STATED PROBLEM:
Write out each of the records below word for word, with no changes.

Records from a data source:
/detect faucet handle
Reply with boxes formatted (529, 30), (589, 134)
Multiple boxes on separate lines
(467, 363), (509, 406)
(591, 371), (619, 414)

OUTPUT BELOW:
/detect faucet handle
Reply with boxes formatted (529, 30), (589, 134)
Multiple boxes on separate lines
(467, 363), (509, 406)
(591, 371), (619, 414)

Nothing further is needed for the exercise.